Chirac ou la consécration d’un roi fainéant

Jacques par-ci, Chirac par-là, il fut difficile d’échapper à ce couronnement post-mortem du 5e Président de la République (5e du nom).

Que retenir de ce concert de louanges ?

A première vue, qu’il vaut mieux être dans la tombe qu’en (fin de) vie. Après tout, Jacques Chirac l’avait lui-même dit : « On ne tire pas sur une ambulance ». On pourrait pousser la métaphore plus loin : « on ne tire pas sur un corbillard ». Après tout, à quoi bon enfoncer un peu plus quelqu’un qui va déjà descendre six pieds sous terre. On ne tire pas donc sur un corbillard, surtout s’il contient le cercueil d’un ancien Président de la République.  A croire que la mort apporte avec elle un voile d’oubli. Oubli des fautes. Oubli des erreurs. Le mort est nécessairement grand. Le mort lorsqu’il est Président est même gigantesque. On savait que les Français qui se plaisent à avoir tranché la tête de leur roi se satisfont tous les 5 ans d’oindre l’un des leurs des mêmes attributs royaux. On n’est plus à un paradoxe près au pays de Molière. Et  puis, c’est bien connu, il avait de l’allure ce Président là.

Avant de tenter de décrire le bilan de l’homme qui seconda Mitterrand par la durée de sa Présidence, quelle trace laissera-t-il dans l’imaginaire ?

Un homme aimé et aimant. C’est la première description qui saute aux yeux. Elle n’a pas attendu le décès de l’Homme, seulement son décès politique, c’est-à-dire sa retraite de la vie publique après la fin de son deuxième mandat.

Pourtant, derrière l’image qu’on lui prête, on oublie un peu vite le génie de la métamorphose et l’assassin de ses alliés.

Génie de la métamorphose d’abord. Comment mieux décrire cet être polymorphe, véritable caméléon ou phénix de la politique, par sa capacité à épouser toutes les modes au point de se régénérer sans cesse : fleurtant au départ avec certaines idées de l’extrême-droite pour inscrire ses pas (au moins dans les paroles) avec l’écologie à la fin de sa carrière.

+++++

■ CONSIGNE
Selon le texte sur Jacques Chirac, quelle phrase celui-ci avait-il lui-même prononcée au sujet d'une ambulance ? Les items ne jouent aucun rôle dans cette consigne.

+++++

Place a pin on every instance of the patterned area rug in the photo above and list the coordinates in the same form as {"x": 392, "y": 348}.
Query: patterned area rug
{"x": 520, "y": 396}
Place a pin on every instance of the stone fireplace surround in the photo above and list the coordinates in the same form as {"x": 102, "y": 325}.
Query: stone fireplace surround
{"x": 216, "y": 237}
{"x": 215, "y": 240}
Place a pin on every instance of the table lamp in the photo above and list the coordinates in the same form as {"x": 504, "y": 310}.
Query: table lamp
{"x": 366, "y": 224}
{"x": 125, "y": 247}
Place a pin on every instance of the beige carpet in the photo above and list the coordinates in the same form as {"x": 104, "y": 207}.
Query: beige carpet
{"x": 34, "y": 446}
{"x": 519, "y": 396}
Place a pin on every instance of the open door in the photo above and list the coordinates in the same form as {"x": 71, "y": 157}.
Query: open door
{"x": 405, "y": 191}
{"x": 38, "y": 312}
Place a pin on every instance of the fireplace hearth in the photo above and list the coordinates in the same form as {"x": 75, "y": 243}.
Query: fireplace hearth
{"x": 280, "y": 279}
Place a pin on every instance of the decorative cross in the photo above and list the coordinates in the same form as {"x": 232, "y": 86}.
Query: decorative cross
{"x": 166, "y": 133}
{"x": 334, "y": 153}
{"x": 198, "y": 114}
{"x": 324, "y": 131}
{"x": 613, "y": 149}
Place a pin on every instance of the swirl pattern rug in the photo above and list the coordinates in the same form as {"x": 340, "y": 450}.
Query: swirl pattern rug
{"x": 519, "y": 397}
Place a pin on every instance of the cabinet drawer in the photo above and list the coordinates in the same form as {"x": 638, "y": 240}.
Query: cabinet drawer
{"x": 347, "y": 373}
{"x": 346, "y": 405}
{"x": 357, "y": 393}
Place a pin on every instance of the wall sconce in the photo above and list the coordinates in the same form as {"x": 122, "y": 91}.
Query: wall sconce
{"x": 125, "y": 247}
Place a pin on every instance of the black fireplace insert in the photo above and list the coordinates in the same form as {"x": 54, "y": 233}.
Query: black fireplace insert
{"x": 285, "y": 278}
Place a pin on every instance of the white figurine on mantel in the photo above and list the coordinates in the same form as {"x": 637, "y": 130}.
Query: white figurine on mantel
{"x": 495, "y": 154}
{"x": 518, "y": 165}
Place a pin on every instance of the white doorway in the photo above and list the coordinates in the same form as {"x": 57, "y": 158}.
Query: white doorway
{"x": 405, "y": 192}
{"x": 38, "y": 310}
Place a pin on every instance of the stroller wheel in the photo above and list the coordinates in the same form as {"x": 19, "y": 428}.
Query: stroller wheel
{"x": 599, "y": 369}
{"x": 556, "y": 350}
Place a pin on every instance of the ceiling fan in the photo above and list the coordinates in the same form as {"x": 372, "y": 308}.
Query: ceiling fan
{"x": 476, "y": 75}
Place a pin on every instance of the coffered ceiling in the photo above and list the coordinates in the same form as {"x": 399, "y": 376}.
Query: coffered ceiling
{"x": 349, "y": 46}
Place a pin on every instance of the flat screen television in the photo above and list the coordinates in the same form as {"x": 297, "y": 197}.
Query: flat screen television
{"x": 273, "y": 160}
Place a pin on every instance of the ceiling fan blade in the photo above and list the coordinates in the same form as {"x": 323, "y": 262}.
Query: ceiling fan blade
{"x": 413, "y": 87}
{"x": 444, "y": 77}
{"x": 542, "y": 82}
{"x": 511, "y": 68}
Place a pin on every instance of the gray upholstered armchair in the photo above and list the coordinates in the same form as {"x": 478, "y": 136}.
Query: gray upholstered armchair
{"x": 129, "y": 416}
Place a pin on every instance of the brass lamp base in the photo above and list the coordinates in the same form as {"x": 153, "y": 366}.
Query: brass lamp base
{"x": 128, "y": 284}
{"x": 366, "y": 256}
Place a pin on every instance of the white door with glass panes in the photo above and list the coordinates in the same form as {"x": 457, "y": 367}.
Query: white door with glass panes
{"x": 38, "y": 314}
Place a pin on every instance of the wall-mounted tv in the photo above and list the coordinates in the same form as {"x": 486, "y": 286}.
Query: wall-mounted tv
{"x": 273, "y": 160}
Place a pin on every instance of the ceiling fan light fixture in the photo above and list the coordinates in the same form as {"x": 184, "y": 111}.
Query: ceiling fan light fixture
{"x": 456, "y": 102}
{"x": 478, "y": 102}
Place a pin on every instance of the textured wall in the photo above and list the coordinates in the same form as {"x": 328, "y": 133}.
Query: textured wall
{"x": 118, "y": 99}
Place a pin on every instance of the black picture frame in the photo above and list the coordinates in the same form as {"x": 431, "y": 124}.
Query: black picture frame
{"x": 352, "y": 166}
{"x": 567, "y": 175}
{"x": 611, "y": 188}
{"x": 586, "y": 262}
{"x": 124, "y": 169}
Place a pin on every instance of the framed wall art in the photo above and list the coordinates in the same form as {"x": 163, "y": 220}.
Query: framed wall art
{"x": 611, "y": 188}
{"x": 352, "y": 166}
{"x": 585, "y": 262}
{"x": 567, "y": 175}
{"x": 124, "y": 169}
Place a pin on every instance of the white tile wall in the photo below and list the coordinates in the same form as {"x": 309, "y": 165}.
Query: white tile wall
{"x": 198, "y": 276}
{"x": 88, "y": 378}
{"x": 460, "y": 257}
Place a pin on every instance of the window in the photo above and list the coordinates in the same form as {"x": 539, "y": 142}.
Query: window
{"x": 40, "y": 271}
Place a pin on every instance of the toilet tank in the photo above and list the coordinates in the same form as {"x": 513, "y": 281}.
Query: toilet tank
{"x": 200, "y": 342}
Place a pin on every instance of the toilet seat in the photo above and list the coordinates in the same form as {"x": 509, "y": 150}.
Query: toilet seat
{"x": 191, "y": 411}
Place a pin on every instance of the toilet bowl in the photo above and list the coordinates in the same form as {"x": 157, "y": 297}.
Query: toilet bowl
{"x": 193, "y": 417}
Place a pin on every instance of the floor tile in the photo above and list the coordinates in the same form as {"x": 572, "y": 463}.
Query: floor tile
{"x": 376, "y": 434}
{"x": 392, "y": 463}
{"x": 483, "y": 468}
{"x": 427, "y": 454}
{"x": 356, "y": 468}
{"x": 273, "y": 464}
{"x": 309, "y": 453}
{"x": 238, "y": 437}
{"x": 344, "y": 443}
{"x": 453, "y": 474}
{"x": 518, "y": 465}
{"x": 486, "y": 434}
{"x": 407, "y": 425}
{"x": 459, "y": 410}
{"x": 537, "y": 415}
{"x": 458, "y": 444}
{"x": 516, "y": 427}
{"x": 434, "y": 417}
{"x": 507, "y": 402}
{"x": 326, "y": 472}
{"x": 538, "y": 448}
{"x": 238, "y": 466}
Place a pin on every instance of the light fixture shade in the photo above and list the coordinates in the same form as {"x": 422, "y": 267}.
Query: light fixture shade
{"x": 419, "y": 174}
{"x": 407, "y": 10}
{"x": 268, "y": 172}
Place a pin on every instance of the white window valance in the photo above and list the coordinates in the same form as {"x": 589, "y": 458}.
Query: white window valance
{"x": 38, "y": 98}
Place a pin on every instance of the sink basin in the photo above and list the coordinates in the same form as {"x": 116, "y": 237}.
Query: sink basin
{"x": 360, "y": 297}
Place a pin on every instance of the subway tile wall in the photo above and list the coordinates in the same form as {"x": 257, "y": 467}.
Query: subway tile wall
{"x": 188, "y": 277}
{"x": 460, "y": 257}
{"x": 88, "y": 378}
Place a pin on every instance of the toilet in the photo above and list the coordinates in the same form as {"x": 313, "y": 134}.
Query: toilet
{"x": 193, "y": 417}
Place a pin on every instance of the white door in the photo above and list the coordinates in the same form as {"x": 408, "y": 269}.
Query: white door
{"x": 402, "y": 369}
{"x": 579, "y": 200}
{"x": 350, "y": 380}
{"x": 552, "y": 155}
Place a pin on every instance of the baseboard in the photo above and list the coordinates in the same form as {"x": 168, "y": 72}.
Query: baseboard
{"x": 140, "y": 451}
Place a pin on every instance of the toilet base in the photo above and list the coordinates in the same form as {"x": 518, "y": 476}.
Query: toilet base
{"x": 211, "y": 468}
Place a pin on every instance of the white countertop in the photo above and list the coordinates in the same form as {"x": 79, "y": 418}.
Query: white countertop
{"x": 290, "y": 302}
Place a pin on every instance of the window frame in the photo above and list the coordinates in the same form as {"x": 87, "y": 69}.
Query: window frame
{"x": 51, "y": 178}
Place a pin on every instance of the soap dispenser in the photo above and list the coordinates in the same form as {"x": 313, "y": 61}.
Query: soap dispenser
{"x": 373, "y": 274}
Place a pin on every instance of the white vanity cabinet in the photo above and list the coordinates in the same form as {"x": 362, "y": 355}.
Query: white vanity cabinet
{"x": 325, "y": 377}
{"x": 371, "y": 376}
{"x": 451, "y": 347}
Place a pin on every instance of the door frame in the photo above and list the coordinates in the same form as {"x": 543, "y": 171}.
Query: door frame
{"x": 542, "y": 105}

+++++

■ CORRIGÉ
« On ne tire pas sur une ambulance ».